Set task 1: Name every distinct username that appears as a poster in the forum thread below.

Document text:
# Map Info, Please.



## quicksilver (Jul 23, 2008)

DUH, DUH, DUH. Why can't I find the map.(members)
I guess I have a brain freeze and can't remember.


----------



## B'sgirl (Jul 23, 2008)

Me too, me too! I tried to find one but I just got lost.


----------



## quicksilver (Jul 23, 2008)

See, I knew those afternoon naps made a difference.
UH, power naps.
Or maybe more fish in my diet?
​


----------



## JillBurgh (Jul 23, 2008)

What's the map? You mean there's a map of where the members live?


----------



## quicksilver (Jul 23, 2008)

JillBurgh said:


> What's the map? You mean there's a map of where the members live?


 
Yes. And there was a thread back in April(?) stating it had been updated, but I am brain dead as to where to look.                                                                  
 Even since then we've probably had a couple hundred new members. I know they don't all post, but 
there's got to be hundreds on the map, even outdated.

That's why I like when new members post their location. And so many don't.


----------



## Alix (Jul 23, 2008)

DC Map. Here you go.


----------



## Maverick2272 (Jul 23, 2008)

Uh... was there a link in there Alix??

I have some fresh coffee if you need it...


----------



## JillBurgh (Jul 23, 2008)

Alix said:


> DC Map. Here you go.



?
Did I miss it?

Okie Dokie that's better!


----------



## Maverick2272 (Jul 23, 2008)

Oh sure, now the link shows up and I look like an idiot now, LOL.


----------



## Alix (Jul 23, 2008)

SHUT UP! Geez! Two seconds of dorkiness can't get missed in this place. LOLOLOL! (And yes to the coffee please!)


----------



## Maverick2272 (Jul 23, 2008)

We are soo on the ball, the ball is scared of us!

Or maybe it is too much coffee, you should come drink some so there is less for me, LOL.


----------



## JillBurgh (Jul 23, 2008)

Alix said:


> SHUT UP! Geez! Two seconds of dorkiness can't get missed in this place. LOLOLOL! (And yes to the coffee please!)





Maybe this is a sign that I need to start getting out more.


----------



## Maverick2272 (Jul 23, 2008)

(Entries listed in a dataset)
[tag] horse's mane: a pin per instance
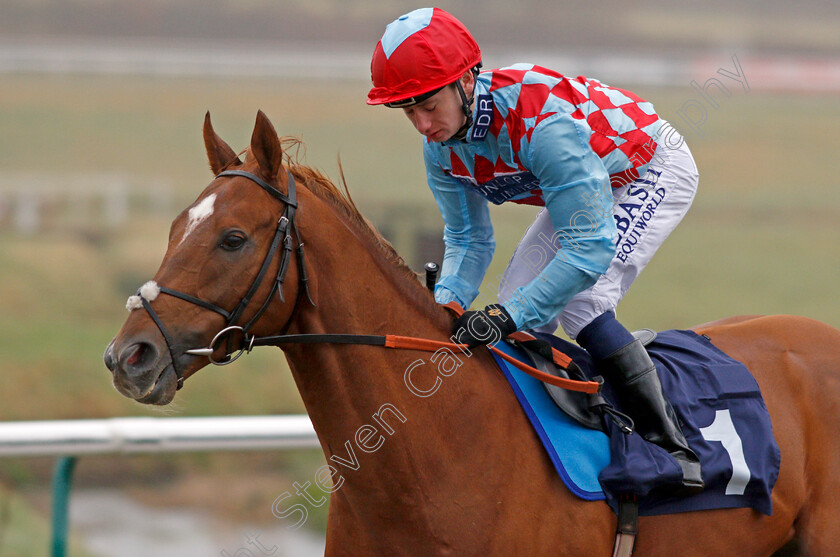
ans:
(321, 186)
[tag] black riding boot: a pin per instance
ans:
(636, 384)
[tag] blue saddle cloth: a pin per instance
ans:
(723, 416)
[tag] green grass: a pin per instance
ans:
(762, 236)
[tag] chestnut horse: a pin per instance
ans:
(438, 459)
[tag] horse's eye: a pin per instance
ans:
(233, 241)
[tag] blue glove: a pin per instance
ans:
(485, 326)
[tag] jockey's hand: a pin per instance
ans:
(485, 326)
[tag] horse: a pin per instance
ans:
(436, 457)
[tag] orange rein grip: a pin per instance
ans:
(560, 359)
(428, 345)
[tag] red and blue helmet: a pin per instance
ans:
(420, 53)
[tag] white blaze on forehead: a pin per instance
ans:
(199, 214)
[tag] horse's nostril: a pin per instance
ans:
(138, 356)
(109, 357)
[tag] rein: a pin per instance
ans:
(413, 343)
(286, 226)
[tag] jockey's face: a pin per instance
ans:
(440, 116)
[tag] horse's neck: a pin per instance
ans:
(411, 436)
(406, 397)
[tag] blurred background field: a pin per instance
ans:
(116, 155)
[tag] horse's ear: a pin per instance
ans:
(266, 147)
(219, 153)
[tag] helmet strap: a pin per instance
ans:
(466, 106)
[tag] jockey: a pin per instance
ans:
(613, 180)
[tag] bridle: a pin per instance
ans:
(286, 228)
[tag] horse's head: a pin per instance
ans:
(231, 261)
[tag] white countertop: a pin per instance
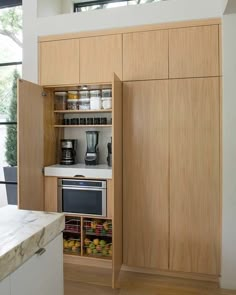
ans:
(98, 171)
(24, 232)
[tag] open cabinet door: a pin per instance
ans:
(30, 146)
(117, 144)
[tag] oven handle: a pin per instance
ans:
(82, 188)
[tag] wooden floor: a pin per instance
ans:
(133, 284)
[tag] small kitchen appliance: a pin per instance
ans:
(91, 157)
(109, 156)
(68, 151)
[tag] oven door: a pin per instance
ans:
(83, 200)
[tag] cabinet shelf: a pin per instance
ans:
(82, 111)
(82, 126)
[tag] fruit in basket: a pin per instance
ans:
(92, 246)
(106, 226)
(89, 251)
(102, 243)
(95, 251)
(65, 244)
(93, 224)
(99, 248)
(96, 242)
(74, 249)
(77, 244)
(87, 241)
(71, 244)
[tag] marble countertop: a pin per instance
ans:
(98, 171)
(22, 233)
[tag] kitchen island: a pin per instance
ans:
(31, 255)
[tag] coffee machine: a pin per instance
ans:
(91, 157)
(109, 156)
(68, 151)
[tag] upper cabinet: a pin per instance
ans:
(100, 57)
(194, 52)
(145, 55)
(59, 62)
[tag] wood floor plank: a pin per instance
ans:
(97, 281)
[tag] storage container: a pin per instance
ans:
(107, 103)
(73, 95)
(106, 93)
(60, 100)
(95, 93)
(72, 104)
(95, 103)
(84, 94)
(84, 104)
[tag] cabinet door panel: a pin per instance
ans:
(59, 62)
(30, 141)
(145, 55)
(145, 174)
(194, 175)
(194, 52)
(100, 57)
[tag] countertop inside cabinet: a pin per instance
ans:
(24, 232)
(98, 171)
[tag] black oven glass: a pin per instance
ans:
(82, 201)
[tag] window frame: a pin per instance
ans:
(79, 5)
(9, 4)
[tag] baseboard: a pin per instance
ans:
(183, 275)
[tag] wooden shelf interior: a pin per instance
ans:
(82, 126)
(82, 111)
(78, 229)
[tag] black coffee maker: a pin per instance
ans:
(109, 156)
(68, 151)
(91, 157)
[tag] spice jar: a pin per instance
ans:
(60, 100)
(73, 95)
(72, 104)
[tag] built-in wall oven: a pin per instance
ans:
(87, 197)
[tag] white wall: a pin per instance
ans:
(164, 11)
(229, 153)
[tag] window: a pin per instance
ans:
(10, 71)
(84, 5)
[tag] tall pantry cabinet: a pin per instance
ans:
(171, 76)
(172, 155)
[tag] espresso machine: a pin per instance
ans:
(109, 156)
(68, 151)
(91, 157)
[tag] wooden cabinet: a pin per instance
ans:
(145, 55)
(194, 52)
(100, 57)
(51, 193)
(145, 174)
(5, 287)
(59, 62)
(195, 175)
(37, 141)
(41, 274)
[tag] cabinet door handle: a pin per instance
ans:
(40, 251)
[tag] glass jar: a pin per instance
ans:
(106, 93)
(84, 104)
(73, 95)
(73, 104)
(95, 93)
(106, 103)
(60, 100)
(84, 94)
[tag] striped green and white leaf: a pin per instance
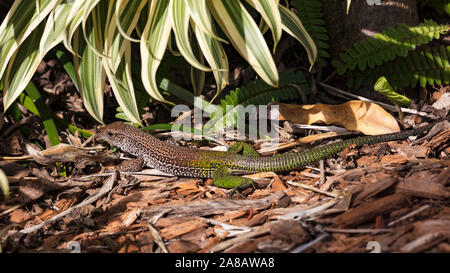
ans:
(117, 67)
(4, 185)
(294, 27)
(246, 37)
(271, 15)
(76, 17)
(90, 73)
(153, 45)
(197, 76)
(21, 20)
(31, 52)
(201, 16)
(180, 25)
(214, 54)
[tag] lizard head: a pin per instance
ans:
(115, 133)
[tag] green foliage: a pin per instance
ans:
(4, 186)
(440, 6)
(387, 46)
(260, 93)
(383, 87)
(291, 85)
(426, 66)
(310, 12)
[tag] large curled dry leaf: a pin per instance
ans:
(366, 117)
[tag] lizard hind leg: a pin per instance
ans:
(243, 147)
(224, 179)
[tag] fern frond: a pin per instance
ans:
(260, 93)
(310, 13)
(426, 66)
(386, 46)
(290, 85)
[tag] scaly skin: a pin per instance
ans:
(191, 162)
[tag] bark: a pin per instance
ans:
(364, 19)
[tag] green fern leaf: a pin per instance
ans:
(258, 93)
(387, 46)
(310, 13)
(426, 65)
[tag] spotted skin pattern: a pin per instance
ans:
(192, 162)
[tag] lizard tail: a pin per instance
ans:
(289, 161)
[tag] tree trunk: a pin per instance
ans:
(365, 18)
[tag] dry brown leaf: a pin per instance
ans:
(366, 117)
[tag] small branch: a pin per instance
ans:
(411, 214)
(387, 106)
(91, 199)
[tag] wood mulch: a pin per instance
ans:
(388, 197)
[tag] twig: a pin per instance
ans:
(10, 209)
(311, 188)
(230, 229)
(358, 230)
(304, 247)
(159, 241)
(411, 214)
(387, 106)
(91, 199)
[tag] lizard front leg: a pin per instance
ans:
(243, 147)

Set task 2: Show each line of the entries above that contains the string "horse".

Complete output 1: quicksilver, B'sgirl, JillBurgh, Alix, Maverick2272

Complete output 2:
[tag] horse's mane: a pin per instance
[tag] chestnut horse: a pin per instance
[tag] horse's eye: a pin per instance
[tag] horse: a pin per instance
[tag] horse's nostril: a pin per instance
[tag] horse's neck: a pin per instance
[tag] horse's ear: a pin per instance
[tag] horse's head: a pin per instance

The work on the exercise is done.